REQUIRED WORK: Please retype the records below exactly, omitting any images.

EXERCISE DATA below:

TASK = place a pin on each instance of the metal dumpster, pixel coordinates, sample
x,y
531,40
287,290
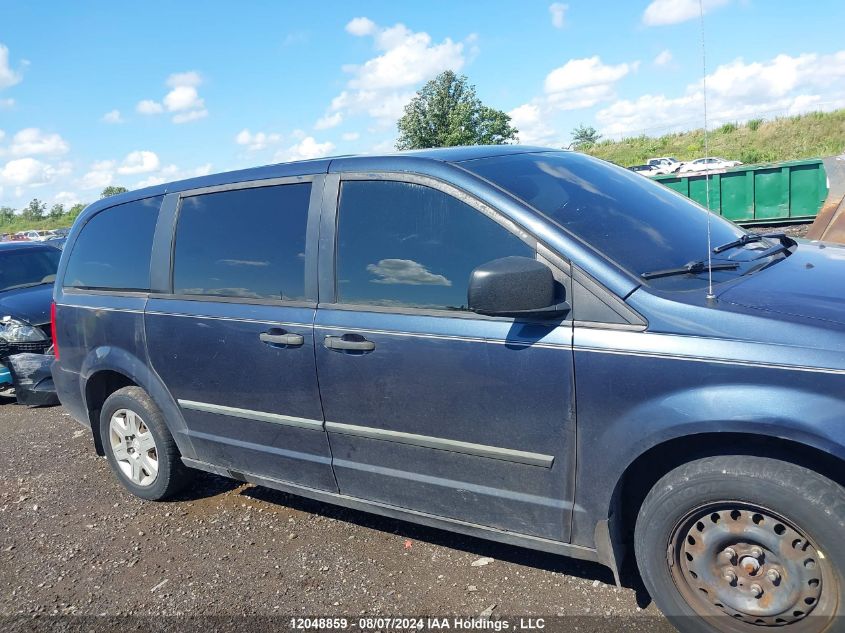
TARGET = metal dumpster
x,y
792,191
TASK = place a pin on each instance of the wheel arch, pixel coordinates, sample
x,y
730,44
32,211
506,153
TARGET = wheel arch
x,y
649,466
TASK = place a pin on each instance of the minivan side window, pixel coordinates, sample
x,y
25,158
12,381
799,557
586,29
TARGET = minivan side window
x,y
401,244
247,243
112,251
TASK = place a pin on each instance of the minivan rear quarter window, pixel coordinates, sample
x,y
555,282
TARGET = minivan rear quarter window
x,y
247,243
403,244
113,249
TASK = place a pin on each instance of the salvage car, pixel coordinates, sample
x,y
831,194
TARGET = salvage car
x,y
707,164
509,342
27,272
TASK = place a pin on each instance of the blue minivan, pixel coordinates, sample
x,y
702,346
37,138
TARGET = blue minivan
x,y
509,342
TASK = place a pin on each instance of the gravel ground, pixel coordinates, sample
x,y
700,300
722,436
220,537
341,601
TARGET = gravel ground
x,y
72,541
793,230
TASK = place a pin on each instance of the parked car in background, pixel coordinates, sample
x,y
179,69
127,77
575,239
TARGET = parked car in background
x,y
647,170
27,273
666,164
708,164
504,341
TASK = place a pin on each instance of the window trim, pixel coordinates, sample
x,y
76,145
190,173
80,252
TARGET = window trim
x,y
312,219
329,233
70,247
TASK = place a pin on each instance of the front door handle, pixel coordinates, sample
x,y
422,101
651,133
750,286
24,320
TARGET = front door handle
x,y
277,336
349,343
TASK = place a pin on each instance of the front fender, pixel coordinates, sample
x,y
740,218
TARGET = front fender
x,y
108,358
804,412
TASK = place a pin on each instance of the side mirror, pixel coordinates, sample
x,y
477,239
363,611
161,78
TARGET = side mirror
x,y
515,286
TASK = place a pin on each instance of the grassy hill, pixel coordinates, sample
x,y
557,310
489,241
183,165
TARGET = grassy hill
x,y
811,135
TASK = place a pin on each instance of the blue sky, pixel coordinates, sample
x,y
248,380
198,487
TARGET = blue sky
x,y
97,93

End of EXERCISE DATA.

OUTPUT FOR THIS EXERCISE:
TASK = place a pin on each instance of the metal dumpster, pixel coordinates, sample
x,y
531,40
287,290
TARGET = metal dumpster
x,y
792,191
TASK = place a pin on each instance of the wheel arch, pixel coordinates, sample
x,y
730,44
32,211
506,153
TARGET = wheel arch
x,y
649,466
TASK = place a pin on each instance of the minivan side window, pixel coordinates, sample
x,y
25,158
12,381
799,557
586,29
TARGET = minivan side window
x,y
401,244
247,243
112,251
TASK = place a pin on each instance of the minivan rear quarter window, pixel coordinates, sample
x,y
555,282
TARGET = minivan rear quarter window
x,y
247,243
403,244
113,249
TASK = place a pin on each instance of the salvage car, pixel coordinates, sample
x,y
831,194
TARGET = salvage car
x,y
707,164
509,342
27,272
TASK = place a pin on each instance of the blue minivan, pixel coordinates, sample
x,y
702,346
37,138
TARGET = blue minivan
x,y
509,342
TASK = place a pin on each instance of the gravel ground, pixel coordinates, sample
x,y
700,300
722,436
220,537
341,601
TARGET = gravel ground
x,y
72,541
793,230
TASK = place a pin on each instance of the parked car in background, pixel coordinates, sample
x,y
179,69
127,77
575,239
TARGET = parked car in background
x,y
647,170
27,273
666,164
708,164
504,341
TASK = place a pin on each instance of the window trim, pixel coordinates, sample
x,y
76,145
190,173
80,252
TARGET = window trim
x,y
312,219
329,233
70,247
TASK = place a pin on each instance of the front door handle, pixel coordinates, sample
x,y
422,101
651,133
750,286
24,320
TARGET = front door handle
x,y
277,336
349,343
TASK = place a pin on each instance of the front fender, pixel coordinates, sample
x,y
740,218
TARGET = front fender
x,y
108,358
804,412
TASK = place a pin on each instance of the side mirror, pixel coordinates, sample
x,y
477,239
363,611
161,78
TARGET = side mirror
x,y
515,286
TASK = place a pin on each instance of the grassy hill, pixel coordinates, sample
x,y
557,310
489,241
183,165
TARGET = grassy hill
x,y
811,135
TASK = place a pin on each instance of the blue sky, pixel coordinates, sample
x,y
248,380
198,487
TARGET = blue sky
x,y
97,93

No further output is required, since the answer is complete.